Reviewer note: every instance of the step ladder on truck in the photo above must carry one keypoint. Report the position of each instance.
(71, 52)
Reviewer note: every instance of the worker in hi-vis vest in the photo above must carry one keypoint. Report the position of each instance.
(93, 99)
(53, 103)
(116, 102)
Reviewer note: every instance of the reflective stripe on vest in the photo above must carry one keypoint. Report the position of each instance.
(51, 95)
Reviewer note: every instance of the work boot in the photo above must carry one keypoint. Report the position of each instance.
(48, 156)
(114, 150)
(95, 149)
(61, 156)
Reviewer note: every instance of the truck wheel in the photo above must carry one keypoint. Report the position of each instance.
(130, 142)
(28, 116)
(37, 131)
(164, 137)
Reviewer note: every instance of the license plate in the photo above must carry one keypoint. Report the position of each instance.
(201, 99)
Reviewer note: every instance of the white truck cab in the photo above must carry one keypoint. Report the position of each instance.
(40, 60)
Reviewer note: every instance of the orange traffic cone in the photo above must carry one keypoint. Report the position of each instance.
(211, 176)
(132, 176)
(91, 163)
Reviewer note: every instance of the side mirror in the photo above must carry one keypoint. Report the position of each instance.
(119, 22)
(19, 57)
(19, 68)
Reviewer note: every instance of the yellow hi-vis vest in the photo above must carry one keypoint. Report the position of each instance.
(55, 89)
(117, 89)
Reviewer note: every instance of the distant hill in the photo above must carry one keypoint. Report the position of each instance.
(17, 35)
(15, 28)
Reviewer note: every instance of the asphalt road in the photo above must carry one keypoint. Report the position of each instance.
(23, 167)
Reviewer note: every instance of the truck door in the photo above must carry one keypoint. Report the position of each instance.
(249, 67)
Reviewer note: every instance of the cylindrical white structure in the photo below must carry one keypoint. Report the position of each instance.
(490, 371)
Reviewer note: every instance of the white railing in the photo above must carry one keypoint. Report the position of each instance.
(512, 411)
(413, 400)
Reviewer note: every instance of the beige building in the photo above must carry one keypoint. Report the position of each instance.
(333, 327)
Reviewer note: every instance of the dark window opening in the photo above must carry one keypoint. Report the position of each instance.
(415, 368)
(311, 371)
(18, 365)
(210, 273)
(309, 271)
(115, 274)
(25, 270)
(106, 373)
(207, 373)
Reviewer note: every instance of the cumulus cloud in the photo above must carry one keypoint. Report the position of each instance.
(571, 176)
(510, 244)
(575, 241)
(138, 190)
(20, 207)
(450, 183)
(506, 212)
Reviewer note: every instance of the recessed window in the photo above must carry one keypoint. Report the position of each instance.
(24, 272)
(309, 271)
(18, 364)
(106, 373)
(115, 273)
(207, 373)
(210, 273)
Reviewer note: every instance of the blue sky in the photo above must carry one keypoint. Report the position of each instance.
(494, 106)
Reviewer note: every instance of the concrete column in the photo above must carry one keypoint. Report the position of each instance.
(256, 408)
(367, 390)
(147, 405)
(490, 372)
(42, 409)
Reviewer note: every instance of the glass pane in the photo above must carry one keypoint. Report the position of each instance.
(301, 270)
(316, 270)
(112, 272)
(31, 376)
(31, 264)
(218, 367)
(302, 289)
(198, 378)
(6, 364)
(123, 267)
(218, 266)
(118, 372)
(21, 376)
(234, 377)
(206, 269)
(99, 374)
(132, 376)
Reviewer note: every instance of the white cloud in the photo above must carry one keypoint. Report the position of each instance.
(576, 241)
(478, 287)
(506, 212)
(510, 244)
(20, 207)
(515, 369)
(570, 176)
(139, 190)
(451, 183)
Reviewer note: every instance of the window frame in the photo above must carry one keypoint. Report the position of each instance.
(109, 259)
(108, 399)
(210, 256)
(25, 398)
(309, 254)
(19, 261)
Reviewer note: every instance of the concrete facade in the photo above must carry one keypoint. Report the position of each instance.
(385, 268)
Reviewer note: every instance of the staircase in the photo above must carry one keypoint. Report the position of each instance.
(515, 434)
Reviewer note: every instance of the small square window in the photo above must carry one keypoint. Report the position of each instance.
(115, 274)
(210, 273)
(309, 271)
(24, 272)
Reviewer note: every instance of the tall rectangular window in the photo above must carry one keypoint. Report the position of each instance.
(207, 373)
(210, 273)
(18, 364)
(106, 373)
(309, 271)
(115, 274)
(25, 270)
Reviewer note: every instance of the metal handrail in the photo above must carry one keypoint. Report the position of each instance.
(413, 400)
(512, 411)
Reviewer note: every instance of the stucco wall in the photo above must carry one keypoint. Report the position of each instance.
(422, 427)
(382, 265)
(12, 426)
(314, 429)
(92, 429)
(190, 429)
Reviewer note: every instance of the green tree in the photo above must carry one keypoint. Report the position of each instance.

- _Exercise details_
Set down all of the entries again, keeping every line exactly as it is.

- _Written reply_
Reviewer note: every instance of the step ladder on truck in the photo above must carry one keypoint. Report the position of each instance.
(71, 52)
Reviewer note: every instance of the worker in hi-vis vest in the photo above must carry one keypoint. Report the position of each instance.
(93, 99)
(53, 103)
(116, 102)
Reviewer note: every instance of the reflective stripe on vest in the photo above must carry one keypoint. Report the position of each instance.
(51, 95)
Reviewer note: every instance of the work boot in the photo above must carry one keypoint. Report the position of each instance.
(48, 156)
(114, 150)
(95, 149)
(61, 156)
Reviewer note: every instance of the truck wheel in the photo above must carry one keypoint. Report the position of each instance.
(130, 142)
(28, 116)
(37, 131)
(164, 137)
Reviewer note: every instance of the license plate in the photo above must carry one keypoint. Report the position of each instance.
(201, 99)
Reviewer note: every instance of the white truck cab in the photo above must carry one keypoint. Report the position of each instance.
(40, 60)
Reviewer note: every instance of the orange traffic cone in the photo above must carry one keypoint. Report the position of each instance.
(211, 176)
(132, 176)
(91, 163)
Reviewer note: every instance of the side mirror in the photo above must carry one keypoint. Report the position of each instance.
(119, 22)
(19, 57)
(19, 68)
Reviewer note: every instance of the yellow hi-vis vest in the photo above must carry one keypoint. Report the position of each instance.
(55, 89)
(117, 89)
Reviewer note: every instance of the distant hill in the photo above must carry one keypoint. Report the position of each instance.
(17, 35)
(15, 28)
Reviewer note: every instance of the asphalt road in the photo above must carry one keypoint. Report the position of each instance.
(23, 167)
Reviewer note: every instance of the truck door in the photo above must carry one keypoint. Report the position of each instance.
(249, 67)
Reviewer note: every instance of the cylindrical white structure in the photo below must carry one keypoint. Report the position of each instance.
(490, 371)
Reviewer note: every instance of the white railing in the photo above must carry one keypoint. Report the position of each instance.
(512, 411)
(413, 400)
Reviewer note: every instance of the beige building in the photo above must carry one keypoint. Report the position of each instance.
(333, 327)
Reviewer note: every instance of the dark window opening in the photo above must carry one keypoint. Report the position of each instance.
(415, 368)
(311, 371)
(18, 365)
(210, 273)
(309, 271)
(115, 274)
(25, 270)
(106, 373)
(207, 373)
Reviewer note: every instance of the cumulus cloud in the photo above must carry one keypoint. Report the position of each instance.
(571, 176)
(510, 244)
(575, 241)
(138, 190)
(20, 207)
(450, 183)
(506, 212)
Reviewer note: every instance of the recessed window in the photo above must carry one keypoint. Report the position of each instance.
(24, 272)
(309, 271)
(18, 364)
(106, 373)
(115, 273)
(207, 373)
(210, 273)
Reviewer note: every instance of the blue sky in the photo above must carry one keypoint. Report the position of each instance.
(494, 106)
Reviewer note: every instance of the concrete column in the photo above must carry one keypoint. Report the position of each instance.
(256, 408)
(367, 390)
(147, 405)
(490, 372)
(42, 409)
Reviewer note: every instance of the glass pane in the photo above must carry one keypoint. Report the position of each instance.
(301, 270)
(316, 270)
(112, 272)
(31, 376)
(31, 264)
(218, 367)
(302, 289)
(198, 378)
(6, 364)
(123, 267)
(218, 266)
(118, 372)
(21, 376)
(234, 377)
(206, 269)
(99, 374)
(132, 376)
Reviewer note: every instance of the white cloud in the photo above must carry one keypoint. Report the position of each instance.
(576, 241)
(478, 287)
(506, 212)
(510, 244)
(20, 207)
(515, 369)
(570, 176)
(139, 190)
(451, 183)
Reviewer note: every instance of the window frame in the photo above must carry one keypoint. Report the position of each instance.
(109, 259)
(108, 399)
(210, 256)
(25, 398)
(309, 254)
(19, 261)
Reviewer note: every instance of the concrete facade in the photo above must carry one keypoint. Report the position of each instance.
(385, 268)
Reviewer note: every instance of the staircase in the photo above must carry one keypoint. Report the position of each instance.
(515, 434)
Reviewer note: every instance of the small square window in the photo above must carry one keypoint. Report the position of each instance.
(115, 274)
(210, 273)
(309, 271)
(24, 272)
Reviewer note: every instance of the tall rectangular window in the photo above must carry one keypoint. Report the position of each instance.
(207, 373)
(210, 273)
(18, 364)
(106, 373)
(309, 271)
(115, 274)
(25, 270)
Reviewer note: every instance of the metal handrail in the photo above must carry one keypoint. Report the position of each instance.
(413, 400)
(512, 411)
Reviewer note: every instance of the stucco wall in the photo above must carry one keypoint. Report the position of each instance.
(422, 427)
(382, 265)
(12, 426)
(314, 429)
(92, 429)
(190, 429)
Reviewer note: every instance of the green tree in the photo above must carry one keypoint. Report the position of each instance.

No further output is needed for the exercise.